> **Extracted data**:

# # # # #

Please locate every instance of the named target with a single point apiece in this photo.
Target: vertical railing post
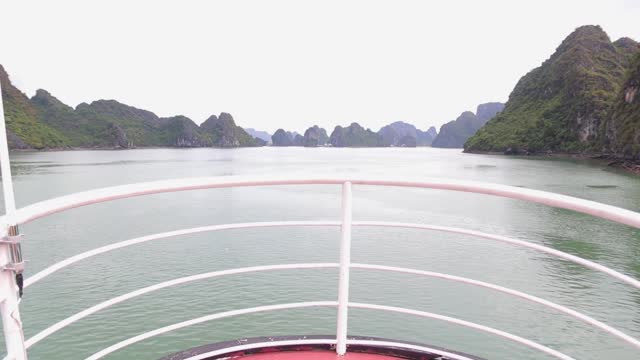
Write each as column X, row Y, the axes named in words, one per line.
column 10, row 256
column 345, row 263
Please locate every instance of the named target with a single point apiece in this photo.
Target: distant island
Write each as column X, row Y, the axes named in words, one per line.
column 584, row 100
column 44, row 122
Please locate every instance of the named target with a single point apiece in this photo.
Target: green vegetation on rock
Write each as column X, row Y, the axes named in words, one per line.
column 45, row 122
column 24, row 129
column 623, row 128
column 354, row 135
column 563, row 105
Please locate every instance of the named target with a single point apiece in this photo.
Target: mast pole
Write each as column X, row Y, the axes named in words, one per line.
column 10, row 256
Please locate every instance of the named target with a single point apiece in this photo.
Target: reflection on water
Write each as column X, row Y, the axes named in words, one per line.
column 41, row 176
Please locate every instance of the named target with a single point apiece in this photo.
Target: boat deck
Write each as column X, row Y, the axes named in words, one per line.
column 318, row 355
column 294, row 347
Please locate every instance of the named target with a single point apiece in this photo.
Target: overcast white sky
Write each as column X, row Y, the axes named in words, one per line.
column 293, row 64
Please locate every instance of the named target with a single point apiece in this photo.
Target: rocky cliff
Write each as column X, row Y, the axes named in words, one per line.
column 565, row 104
column 455, row 133
column 315, row 136
column 45, row 122
column 24, row 129
column 405, row 135
column 354, row 135
column 623, row 126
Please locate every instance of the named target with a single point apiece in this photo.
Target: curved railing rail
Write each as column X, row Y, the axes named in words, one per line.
column 56, row 205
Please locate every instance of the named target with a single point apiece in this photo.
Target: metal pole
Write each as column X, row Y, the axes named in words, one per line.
column 345, row 263
column 9, row 310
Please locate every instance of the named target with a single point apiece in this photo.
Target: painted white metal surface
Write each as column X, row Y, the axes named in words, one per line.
column 102, row 353
column 482, row 328
column 187, row 279
column 345, row 262
column 139, row 240
column 486, row 329
column 472, row 233
column 9, row 309
column 575, row 314
column 44, row 208
column 116, row 300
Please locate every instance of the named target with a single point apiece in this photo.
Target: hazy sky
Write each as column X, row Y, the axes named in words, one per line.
column 293, row 64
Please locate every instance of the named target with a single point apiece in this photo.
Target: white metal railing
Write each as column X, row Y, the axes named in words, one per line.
column 48, row 207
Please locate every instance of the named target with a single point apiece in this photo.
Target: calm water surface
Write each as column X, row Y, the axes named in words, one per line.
column 39, row 176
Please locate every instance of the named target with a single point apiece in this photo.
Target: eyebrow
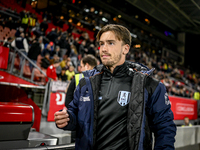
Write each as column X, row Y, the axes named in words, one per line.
column 107, row 41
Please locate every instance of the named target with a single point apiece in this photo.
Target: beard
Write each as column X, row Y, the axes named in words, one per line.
column 112, row 61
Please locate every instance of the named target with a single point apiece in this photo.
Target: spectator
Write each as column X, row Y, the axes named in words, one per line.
column 74, row 55
column 63, row 76
column 33, row 53
column 57, row 52
column 186, row 122
column 45, row 62
column 44, row 26
column 51, row 72
column 10, row 23
column 21, row 44
column 48, row 50
column 70, row 73
column 52, row 36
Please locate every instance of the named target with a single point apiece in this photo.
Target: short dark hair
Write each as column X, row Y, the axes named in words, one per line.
column 121, row 32
column 90, row 59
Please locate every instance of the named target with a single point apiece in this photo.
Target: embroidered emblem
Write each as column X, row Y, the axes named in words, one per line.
column 167, row 102
column 123, row 97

# # # # #

> **Requirement**: Give the listing above again exactly, minus any images.

> **Expected output**:
Please locate every instance of the named target with a single point apiece in this photo.
Target: vertical railing post
Write each as column X, row Y, the axes named in words, one per line.
column 10, row 256
column 345, row 263
Please locate every instance of the named target with a single point apiece in this photo.
Target: distant island
Write each as column X, row Y, the axes named in words, one per line.
column 584, row 100
column 44, row 122
Please locate every instance of the named target with a single point apiece in this photo.
Target: green vegetation on rock
Write each as column X, row Y, the axes named in words, one per line.
column 45, row 122
column 24, row 129
column 623, row 128
column 354, row 135
column 563, row 105
Please locate every instance of the named target with a single point apiece in this photo.
Target: mast pole
Write each as column X, row Y, the axes named in words, one per line.
column 10, row 256
Please locate every instance of the named target with a single point apiece in this photo.
Target: reflection on water
Write each as column X, row Y, the axes named in words, one per line.
column 41, row 176
Please locate every instance of the named target with a single point apiece in this photo.
Target: boat deck
Write each as column X, row Y, the axes named in words, one per line.
column 318, row 355
column 294, row 347
Please locate every instance of the named target with a single point apiece in this photo.
Target: overcast white sky
Write each as column X, row Y, the axes named in words, one per line.
column 293, row 64
Please locate every instance of the named target with a single point apiece in this photo.
Target: rocky cliff
Write each as column X, row Y, the axes named in words, one per line.
column 565, row 104
column 455, row 133
column 315, row 136
column 45, row 122
column 24, row 129
column 405, row 135
column 354, row 135
column 623, row 126
Please locate every instance of the named target with a single point apiece in this photo.
Target: curved railing rail
Write each as column X, row Y, the axes named in words, one per line.
column 56, row 205
Please locate every instance of the named target with a single point apiece in this photo.
Target: metal pole
Write each as column X, row Y, the axes named in words, one per line.
column 345, row 263
column 9, row 310
Please locate every instance of the named target with a single point apiece in this photo.
Target: painted white metal surface
Write each as column X, row Y, the axes named in words, one per line.
column 102, row 353
column 482, row 328
column 187, row 279
column 345, row 262
column 139, row 240
column 486, row 329
column 472, row 233
column 9, row 309
column 575, row 314
column 44, row 208
column 116, row 300
Please locate every instance of the named target with a single point apiece in this photo.
Target: hazy sky
Write each as column X, row Y, the axes named in words, one per line.
column 293, row 64
Please locate every instance of the named target with a single point apiece in this photo.
Target: white metal railing
Write each as column X, row Y, the axes named in words, one per line.
column 48, row 207
Please locate every instance of the named target with a single point apiece in this photo.
Target: calm water surface
Write each as column X, row Y, the axes named in words, one per line.
column 39, row 176
Please locate every instance of the named target with a single point apiece in this photo.
Target: eyebrow
Write each as column X, row Y, the axes named in words, one per line.
column 107, row 41
Please locate every instance of the named target with a single point apiece in this photo.
Target: beard
Write each as column X, row Y, the axes named in words, one per line.
column 112, row 61
Please locate every instance of the named target with a single point apiece in this photo.
Target: spectator
Write each as column X, row Y, the axes named in words, one per line.
column 74, row 55
column 63, row 76
column 33, row 53
column 57, row 52
column 186, row 122
column 45, row 62
column 44, row 26
column 51, row 72
column 10, row 23
column 21, row 44
column 48, row 50
column 70, row 73
column 52, row 36
Please locate every instance of the named target with a single point apiece in this photo.
Target: short dark hair
Write each as column X, row Y, the axes named in words, one per line.
column 121, row 32
column 90, row 59
Please locate every instance of the named target with a single point apiece in this photo.
Target: embroidered emblem
Write each as column X, row Y, the axes named in words, one per line.
column 167, row 102
column 123, row 97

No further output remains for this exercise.